Start of Supplied information

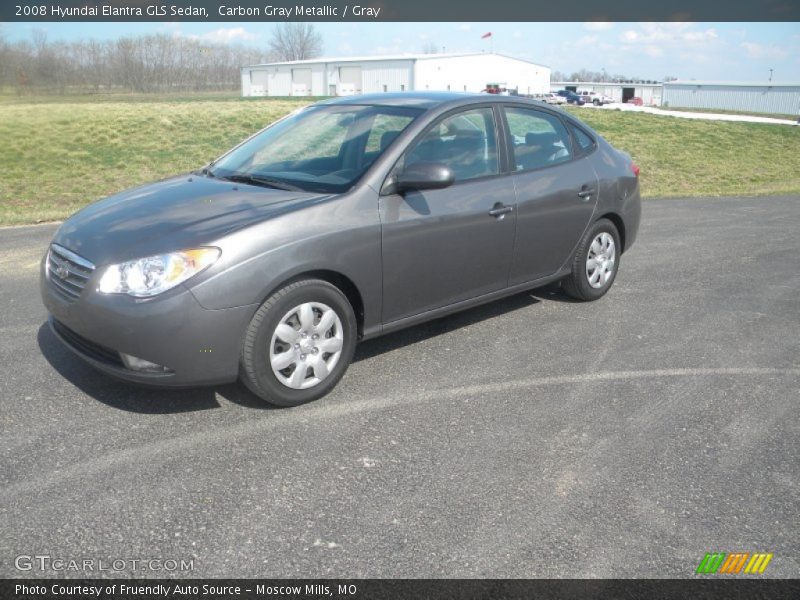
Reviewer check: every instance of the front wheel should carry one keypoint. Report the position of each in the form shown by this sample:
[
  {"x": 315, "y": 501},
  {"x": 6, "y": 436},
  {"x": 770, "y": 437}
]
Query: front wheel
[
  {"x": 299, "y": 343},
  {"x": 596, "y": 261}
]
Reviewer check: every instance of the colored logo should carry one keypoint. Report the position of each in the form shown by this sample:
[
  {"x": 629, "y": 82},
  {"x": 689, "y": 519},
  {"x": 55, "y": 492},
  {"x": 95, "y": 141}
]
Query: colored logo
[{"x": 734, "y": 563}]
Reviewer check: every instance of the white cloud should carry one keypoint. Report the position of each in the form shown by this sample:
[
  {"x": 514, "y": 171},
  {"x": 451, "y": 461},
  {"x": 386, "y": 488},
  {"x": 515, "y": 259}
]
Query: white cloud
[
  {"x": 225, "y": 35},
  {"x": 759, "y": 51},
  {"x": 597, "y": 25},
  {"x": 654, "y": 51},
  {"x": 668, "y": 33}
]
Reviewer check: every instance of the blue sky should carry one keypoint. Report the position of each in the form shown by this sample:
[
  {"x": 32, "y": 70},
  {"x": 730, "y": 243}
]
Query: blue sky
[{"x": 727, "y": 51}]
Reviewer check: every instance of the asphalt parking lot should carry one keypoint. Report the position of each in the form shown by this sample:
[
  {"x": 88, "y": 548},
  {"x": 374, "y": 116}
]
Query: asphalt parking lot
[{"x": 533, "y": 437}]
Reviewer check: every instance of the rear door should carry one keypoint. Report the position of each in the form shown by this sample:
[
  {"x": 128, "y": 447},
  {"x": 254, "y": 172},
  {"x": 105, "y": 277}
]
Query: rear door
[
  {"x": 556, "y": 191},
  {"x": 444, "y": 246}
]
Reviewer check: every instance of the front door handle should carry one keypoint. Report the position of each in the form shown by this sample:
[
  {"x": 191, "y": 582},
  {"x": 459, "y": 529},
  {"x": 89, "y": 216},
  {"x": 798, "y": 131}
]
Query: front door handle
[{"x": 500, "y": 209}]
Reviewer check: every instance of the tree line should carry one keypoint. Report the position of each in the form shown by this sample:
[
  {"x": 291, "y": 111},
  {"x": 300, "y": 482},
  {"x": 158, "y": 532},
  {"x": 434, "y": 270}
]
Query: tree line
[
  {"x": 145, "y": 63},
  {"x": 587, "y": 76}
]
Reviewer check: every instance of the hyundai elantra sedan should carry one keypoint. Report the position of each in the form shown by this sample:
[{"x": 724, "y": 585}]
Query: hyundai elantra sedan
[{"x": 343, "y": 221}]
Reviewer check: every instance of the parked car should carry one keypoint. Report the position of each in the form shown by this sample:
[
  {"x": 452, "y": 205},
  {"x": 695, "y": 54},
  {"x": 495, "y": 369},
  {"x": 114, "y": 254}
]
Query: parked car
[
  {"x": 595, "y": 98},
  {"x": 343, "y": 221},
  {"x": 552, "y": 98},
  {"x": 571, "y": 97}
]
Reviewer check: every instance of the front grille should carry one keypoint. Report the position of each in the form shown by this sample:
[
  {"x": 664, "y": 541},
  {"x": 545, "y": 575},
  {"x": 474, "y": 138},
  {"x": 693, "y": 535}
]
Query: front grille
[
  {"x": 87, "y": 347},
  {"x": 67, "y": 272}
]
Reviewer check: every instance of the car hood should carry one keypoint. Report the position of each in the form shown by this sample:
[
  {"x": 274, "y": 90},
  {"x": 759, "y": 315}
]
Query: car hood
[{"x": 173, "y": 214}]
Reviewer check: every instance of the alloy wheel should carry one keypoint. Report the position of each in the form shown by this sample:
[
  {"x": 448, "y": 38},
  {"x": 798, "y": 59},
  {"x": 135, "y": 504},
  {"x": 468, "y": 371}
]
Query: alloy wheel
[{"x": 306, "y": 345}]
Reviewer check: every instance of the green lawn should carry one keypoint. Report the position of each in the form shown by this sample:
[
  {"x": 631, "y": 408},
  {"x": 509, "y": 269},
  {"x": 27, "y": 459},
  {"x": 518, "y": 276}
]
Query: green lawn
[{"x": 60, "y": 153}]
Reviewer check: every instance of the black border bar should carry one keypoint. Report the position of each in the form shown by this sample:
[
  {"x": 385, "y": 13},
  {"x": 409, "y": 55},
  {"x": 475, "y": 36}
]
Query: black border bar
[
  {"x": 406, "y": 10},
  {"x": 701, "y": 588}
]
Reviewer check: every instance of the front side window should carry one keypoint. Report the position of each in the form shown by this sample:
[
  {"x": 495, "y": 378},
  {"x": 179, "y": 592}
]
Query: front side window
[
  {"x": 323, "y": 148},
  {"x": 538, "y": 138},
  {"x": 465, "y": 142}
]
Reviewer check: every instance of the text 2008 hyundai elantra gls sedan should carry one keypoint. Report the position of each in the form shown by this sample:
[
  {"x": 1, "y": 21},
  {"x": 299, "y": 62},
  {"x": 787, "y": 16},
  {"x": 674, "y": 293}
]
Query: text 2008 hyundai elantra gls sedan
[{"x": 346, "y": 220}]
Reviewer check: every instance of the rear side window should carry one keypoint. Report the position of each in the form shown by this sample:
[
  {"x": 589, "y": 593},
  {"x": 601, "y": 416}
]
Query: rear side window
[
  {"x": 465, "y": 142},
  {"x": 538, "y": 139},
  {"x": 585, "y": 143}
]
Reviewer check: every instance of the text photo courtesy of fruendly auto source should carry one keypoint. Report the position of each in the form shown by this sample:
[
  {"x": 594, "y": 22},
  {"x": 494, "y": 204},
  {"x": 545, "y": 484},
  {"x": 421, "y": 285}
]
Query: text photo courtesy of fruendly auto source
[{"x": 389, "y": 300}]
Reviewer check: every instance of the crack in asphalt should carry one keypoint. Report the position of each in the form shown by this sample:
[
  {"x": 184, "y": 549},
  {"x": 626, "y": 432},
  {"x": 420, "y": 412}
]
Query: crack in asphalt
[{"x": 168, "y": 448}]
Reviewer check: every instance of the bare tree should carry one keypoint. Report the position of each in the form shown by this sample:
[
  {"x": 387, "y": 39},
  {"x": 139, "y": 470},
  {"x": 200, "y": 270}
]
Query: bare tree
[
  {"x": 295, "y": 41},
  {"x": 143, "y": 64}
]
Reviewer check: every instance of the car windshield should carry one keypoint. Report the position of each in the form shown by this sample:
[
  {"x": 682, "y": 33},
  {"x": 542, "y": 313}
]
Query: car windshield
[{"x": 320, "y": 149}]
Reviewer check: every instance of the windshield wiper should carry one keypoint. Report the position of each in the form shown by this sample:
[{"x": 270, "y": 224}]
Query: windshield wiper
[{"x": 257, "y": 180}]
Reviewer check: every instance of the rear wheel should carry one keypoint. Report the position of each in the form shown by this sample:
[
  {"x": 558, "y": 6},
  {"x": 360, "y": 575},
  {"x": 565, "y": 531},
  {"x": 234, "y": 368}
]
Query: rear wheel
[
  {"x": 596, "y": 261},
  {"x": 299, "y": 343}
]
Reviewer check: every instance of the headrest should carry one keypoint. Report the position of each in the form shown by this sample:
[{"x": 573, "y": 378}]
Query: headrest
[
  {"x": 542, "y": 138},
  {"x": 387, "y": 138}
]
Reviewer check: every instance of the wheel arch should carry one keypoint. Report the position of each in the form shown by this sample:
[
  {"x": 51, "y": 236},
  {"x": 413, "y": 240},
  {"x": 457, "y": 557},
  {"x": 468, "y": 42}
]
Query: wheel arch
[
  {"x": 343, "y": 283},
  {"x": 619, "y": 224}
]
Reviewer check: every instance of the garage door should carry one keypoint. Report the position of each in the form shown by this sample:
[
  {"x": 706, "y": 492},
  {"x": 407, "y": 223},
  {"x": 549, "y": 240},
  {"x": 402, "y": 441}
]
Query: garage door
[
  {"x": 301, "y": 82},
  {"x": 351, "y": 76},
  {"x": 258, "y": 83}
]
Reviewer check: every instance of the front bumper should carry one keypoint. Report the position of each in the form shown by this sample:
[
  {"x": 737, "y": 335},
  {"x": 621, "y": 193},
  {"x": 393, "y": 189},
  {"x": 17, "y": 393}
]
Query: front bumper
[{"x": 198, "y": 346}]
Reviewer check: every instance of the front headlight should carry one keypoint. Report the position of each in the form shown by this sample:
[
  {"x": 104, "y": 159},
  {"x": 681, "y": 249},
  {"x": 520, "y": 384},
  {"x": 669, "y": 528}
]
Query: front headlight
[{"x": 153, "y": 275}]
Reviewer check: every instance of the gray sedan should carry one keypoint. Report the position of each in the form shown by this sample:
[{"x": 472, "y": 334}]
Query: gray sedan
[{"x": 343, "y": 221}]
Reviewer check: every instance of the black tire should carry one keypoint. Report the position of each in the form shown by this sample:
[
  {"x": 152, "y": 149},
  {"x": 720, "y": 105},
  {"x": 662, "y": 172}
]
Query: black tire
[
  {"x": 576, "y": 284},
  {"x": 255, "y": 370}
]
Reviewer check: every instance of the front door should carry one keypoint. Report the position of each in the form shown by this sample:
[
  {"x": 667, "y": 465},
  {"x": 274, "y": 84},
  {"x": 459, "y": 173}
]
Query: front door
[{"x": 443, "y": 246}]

End of Supplied information

* Task prompt
Starting with the line that contains "Query: black tire", return each line through the last one of the data above, exactly as written and nothing more.

* Task output
Query: black tire
[
  {"x": 576, "y": 284},
  {"x": 255, "y": 370}
]
Reviewer check: every instance of the front door should carry one keypoint. Report the position of each in the form shown by this sample:
[
  {"x": 667, "y": 465},
  {"x": 274, "y": 84},
  {"x": 459, "y": 173}
]
Query: front door
[{"x": 443, "y": 246}]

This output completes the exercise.